After the Unified Fields would reach the end of the concept that we've been developing for 3-4 years.
We've said all we want to say in this context that intense editing, manipulation, piecing it all together, kind of way.
We really felt that we needed something new, something that would challenge us, something that would excite us again.
I grew up in Senegal and always wanted to go back and work with musicians there.
I think the idea of coming to Senegal was a spark.
The spark has become an entry to a whole new musical culture which I've had no experience of at all and you're re-embracing in a completely new way.
We turned up with absolutely nothing pre-recorded.
We were very conscious that because we were going blind to a recording session,
we needed something, a backing track as it were, to give the inspiration to them.
The first thing we did was to record a radio, like Senegal's radio.
We just had a woman speaking in the wall-up and she just said,
And then we cut up some loops of that and played that to the zombie player, to Warabba.
We can put it somewhere on the back.
Do you want to play with a click or just breathe?
We were quite lucky to get Warabba first.
I think that helped create this recording process and that was us saying to them,
do a warm-up piece, whatever you're comfortable with, and then the big moment where we dropped some kind of processed loop
that we'd been working into their headphones and see how they responded to that.
We used that to play to the chorus.
It was like a snowball effect and there was more and more stuff to play to.
What I really enjoyed about yesterday is that I realised why I was there for that.
I really wanted that real immediate relationship to creativity
because since the opposite of what I do, I just do computers, so I'm thinking.
It started screaming as I was playing.
The energy was incredible.
We were essentially looking for loops in the beginning.
Sometimes I would find a clean loop from a bit of recording and give it to Franz and say,
do you want to try and treat this into something a bit more ambiguous?

JOBS:
**a.** According to the transcript about recording in Senegal, for how many years had the concept that ended with the Unified Fields been developed?
**b.** Summarize the transcript about recording in Senegal in two sentences.
**c.** Using the transcript about recording in Senegal, state whether each statement agrees with it, answering yes or no and quoting the deciding words: (i) The speakers brought pre-recorded material with them to Senegal. (ii) Warabba was recorded first. (iii) In the beginning, the speakers were essentially looking for loops.

SUPPLIED DATA:
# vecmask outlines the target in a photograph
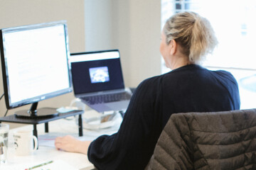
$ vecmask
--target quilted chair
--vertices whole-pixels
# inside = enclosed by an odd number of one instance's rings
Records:
[[[256,109],[173,114],[146,169],[256,169]]]

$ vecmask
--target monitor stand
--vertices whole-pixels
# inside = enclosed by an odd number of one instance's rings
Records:
[[[33,103],[30,110],[16,111],[14,115],[18,118],[28,119],[51,118],[58,115],[58,113],[55,108],[42,108],[36,109],[38,104],[38,102]]]

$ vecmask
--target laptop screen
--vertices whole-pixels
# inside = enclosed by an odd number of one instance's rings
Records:
[[[70,54],[75,95],[124,89],[118,50]]]

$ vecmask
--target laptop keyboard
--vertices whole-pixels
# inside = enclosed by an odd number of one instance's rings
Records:
[[[94,96],[82,97],[82,100],[91,105],[102,103],[110,103],[119,101],[129,100],[131,94],[127,92],[122,92],[112,94],[103,94]]]

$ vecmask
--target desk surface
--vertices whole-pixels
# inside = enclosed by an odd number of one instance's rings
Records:
[[[88,161],[85,154],[79,153],[70,153],[57,150],[54,147],[54,140],[57,136],[70,135],[81,140],[93,140],[98,136],[107,134],[111,135],[118,130],[119,123],[111,128],[100,130],[88,130],[84,129],[84,135],[78,137],[78,125],[76,120],[60,119],[49,123],[49,132],[44,132],[43,124],[38,125],[38,142],[39,148],[30,156],[16,156],[13,132],[18,130],[33,130],[33,125],[25,125],[14,128],[9,132],[9,147],[8,150],[7,163],[0,166],[1,170],[16,170],[31,167],[51,160],[63,161],[75,169],[86,170],[94,169],[94,166]]]

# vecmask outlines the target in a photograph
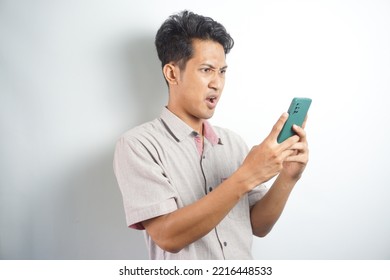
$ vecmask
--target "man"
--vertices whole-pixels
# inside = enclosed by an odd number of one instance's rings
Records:
[[[239,136],[210,125],[233,47],[213,19],[173,15],[155,43],[168,105],[125,133],[114,157],[128,226],[146,230],[151,259],[251,259],[253,235],[272,229],[305,169],[305,131],[294,126],[278,144],[284,113],[248,153]]]

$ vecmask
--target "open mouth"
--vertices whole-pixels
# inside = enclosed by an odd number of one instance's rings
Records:
[[[206,100],[211,104],[214,104],[217,98],[215,96],[207,97]]]

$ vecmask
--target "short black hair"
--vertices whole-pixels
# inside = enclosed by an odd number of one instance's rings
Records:
[[[225,27],[210,17],[184,10],[171,15],[157,31],[155,45],[161,66],[175,62],[181,69],[193,55],[193,39],[220,43],[225,54],[233,48],[233,38]]]

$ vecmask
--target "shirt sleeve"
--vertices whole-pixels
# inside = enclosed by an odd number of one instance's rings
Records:
[[[122,137],[116,144],[114,173],[130,228],[144,229],[142,221],[178,208],[177,192],[158,164],[156,153],[137,139]]]

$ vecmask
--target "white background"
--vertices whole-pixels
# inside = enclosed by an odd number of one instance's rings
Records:
[[[235,39],[211,122],[255,145],[313,99],[310,162],[257,259],[390,258],[390,2],[0,0],[0,259],[147,259],[112,171],[167,88],[155,32],[190,9]]]

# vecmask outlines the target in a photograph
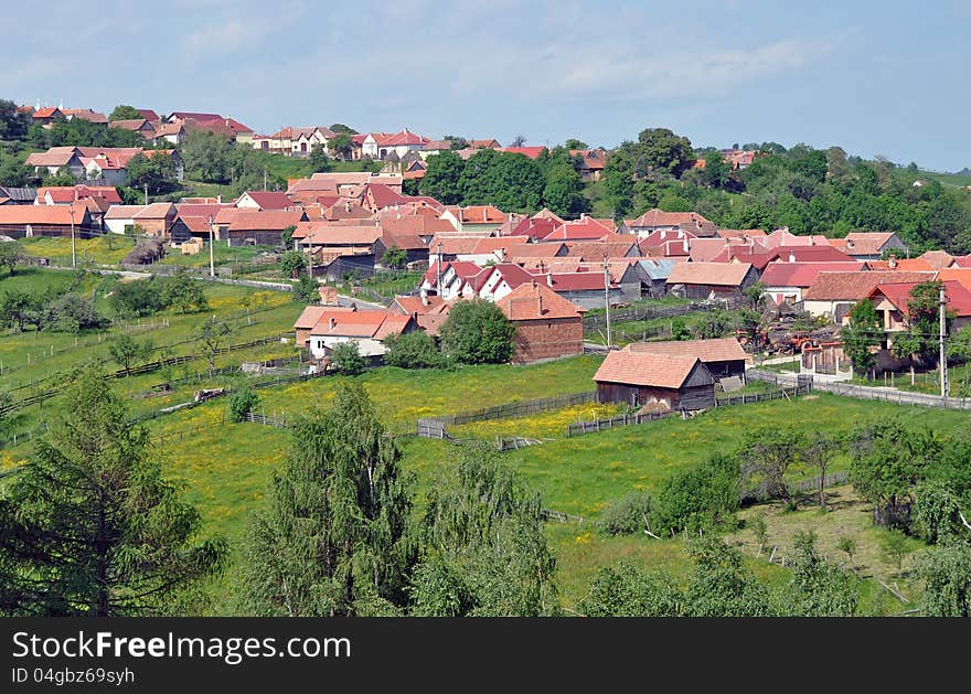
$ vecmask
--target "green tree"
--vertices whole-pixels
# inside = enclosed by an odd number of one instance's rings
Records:
[[[876,365],[873,348],[879,346],[884,337],[883,322],[873,301],[860,301],[850,311],[850,324],[840,329],[843,352],[853,362],[857,373],[869,373]]]
[[[330,352],[330,361],[334,370],[345,376],[364,373],[367,362],[361,356],[361,349],[353,340],[340,342]]]
[[[282,469],[250,525],[246,610],[257,616],[393,613],[416,558],[413,481],[363,386],[291,428]]]
[[[444,363],[435,339],[424,330],[385,338],[384,363],[399,369],[437,369]]]
[[[860,602],[853,574],[826,564],[815,548],[817,534],[796,533],[792,578],[783,590],[782,612],[790,617],[852,617]]]
[[[230,395],[230,421],[243,421],[250,412],[259,407],[256,391],[243,387]]]
[[[310,168],[311,173],[333,171],[333,162],[330,160],[330,157],[327,156],[326,145],[317,142],[310,148],[310,157],[307,158],[307,166]]]
[[[398,248],[395,245],[392,245],[387,250],[384,252],[384,255],[381,256],[381,264],[385,267],[390,267],[393,269],[401,269],[405,267],[405,263],[408,259],[408,254]]]
[[[280,271],[284,277],[297,277],[307,265],[307,256],[300,250],[287,250],[280,256]]]
[[[125,370],[126,376],[131,373],[131,366],[136,362],[148,360],[153,351],[154,345],[150,340],[141,342],[128,333],[121,333],[108,345],[108,354]]]
[[[466,162],[455,152],[434,154],[426,161],[427,169],[419,190],[445,205],[462,202],[462,171]]]
[[[456,302],[441,325],[441,351],[463,364],[502,364],[512,359],[515,325],[483,299]]]
[[[145,118],[138,109],[127,104],[118,104],[108,115],[108,120],[137,120]]]
[[[0,267],[9,268],[11,277],[17,271],[17,266],[26,260],[26,258],[28,255],[23,246],[15,241],[0,243]]]
[[[159,615],[222,566],[225,542],[199,540],[199,512],[162,478],[148,431],[109,383],[81,374],[0,499],[4,613]]]
[[[924,617],[971,617],[971,545],[933,547],[917,562],[924,580],[920,613]]]
[[[213,316],[215,319],[215,316]],[[216,355],[228,340],[232,329],[226,323],[217,323],[215,320],[203,321],[195,331],[195,341],[199,343],[203,355],[209,360],[209,367],[216,367]]]
[[[540,495],[486,447],[466,449],[447,470],[428,492],[413,613],[555,615],[556,566]]]

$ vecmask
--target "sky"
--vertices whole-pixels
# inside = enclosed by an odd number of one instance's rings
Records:
[[[930,6],[930,7],[924,7]],[[971,167],[971,2],[107,0],[4,8],[0,98],[257,132],[843,147]]]

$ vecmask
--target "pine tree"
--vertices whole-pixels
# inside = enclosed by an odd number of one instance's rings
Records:
[[[395,613],[416,548],[410,479],[358,383],[294,427],[289,455],[254,519],[245,609],[259,616]]]
[[[196,510],[161,476],[148,433],[96,367],[71,386],[65,417],[0,500],[0,612],[171,612],[222,565],[196,540]]]

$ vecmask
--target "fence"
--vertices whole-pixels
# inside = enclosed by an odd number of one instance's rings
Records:
[[[583,393],[570,393],[568,395],[554,395],[552,397],[542,397],[532,401],[521,401],[517,403],[506,403],[504,405],[495,405],[494,407],[484,407],[470,412],[458,413],[455,415],[442,415],[440,417],[427,417],[418,420],[418,429],[420,431],[423,424],[426,428],[437,429],[439,427],[459,426],[471,421],[484,421],[487,419],[508,419],[511,417],[523,417],[525,415],[535,415],[541,412],[551,409],[562,409],[574,405],[585,405],[587,403],[597,402],[596,391],[585,391]],[[418,436],[422,436],[419,433]],[[440,438],[433,436],[431,438]]]
[[[926,393],[907,393],[895,388],[877,388],[865,385],[851,385],[847,383],[833,383],[826,381],[813,380],[812,376],[800,374],[797,378],[785,374],[775,374],[757,369],[749,369],[745,372],[746,377],[775,383],[776,385],[791,385],[793,381],[798,383],[809,382],[813,391],[822,391],[823,393],[832,393],[834,395],[843,395],[845,397],[856,397],[867,401],[879,401],[884,403],[895,403],[897,405],[916,405],[918,407],[938,407],[943,409],[971,409],[971,398],[967,397],[940,397],[939,395],[928,395]]]
[[[654,421],[657,419],[663,419],[664,417],[670,417],[671,415],[682,414],[680,410],[674,412],[660,412],[660,413],[644,413],[640,414],[623,414],[617,415],[616,417],[608,417],[607,419],[595,419],[593,421],[577,421],[576,424],[569,424],[566,427],[566,436],[567,438],[572,438],[574,436],[584,436],[585,434],[594,434],[595,431],[606,431],[607,429],[612,429],[613,427],[626,427],[632,424],[644,424],[645,421]]]
[[[610,322],[625,322],[636,320],[651,320],[654,318],[674,318],[675,316],[685,316],[697,311],[718,311],[726,309],[736,309],[744,302],[740,299],[730,299],[727,301],[693,301],[681,306],[632,306],[626,309],[616,309],[610,311]],[[607,316],[598,313],[596,316],[584,317],[584,331],[595,331],[607,327]]]

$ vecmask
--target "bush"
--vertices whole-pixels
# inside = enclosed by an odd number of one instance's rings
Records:
[[[355,376],[367,366],[356,342],[341,342],[335,345],[330,352],[330,361],[337,372],[345,376]]]
[[[259,405],[259,396],[252,388],[242,388],[230,395],[230,420],[243,421],[246,414]]]
[[[608,535],[630,535],[649,530],[648,517],[653,500],[648,492],[630,492],[613,500],[604,510],[600,530]]]
[[[661,488],[651,522],[655,533],[723,525],[739,505],[738,460],[715,456],[707,462],[675,473]]]
[[[387,346],[384,363],[388,366],[436,369],[445,361],[435,346],[435,339],[422,330],[388,338],[384,344]]]
[[[441,325],[441,351],[463,364],[502,364],[512,359],[515,325],[484,299],[458,301]]]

ANSWERS FOR THIS EXERCISE:
**a.** 3-4 years

**b.** Having reached the end of a concept developed over several years, the speakers wanted something new and came to Senegal to record with local musicians, arriving with nothing pre-recorded. They recorded Senegalese radio, cut it into loops and played processed loops to the musicians through headphones to see how they responded, which created a snowball effect with more and more material to play to.

**c.**
(i) No: "We turned up with absolutely nothing pre-recorded."
(ii) Yes: "We were quite lucky to get Warabba first."
(iii) Yes: "We were essentially looking for loops in the beginning."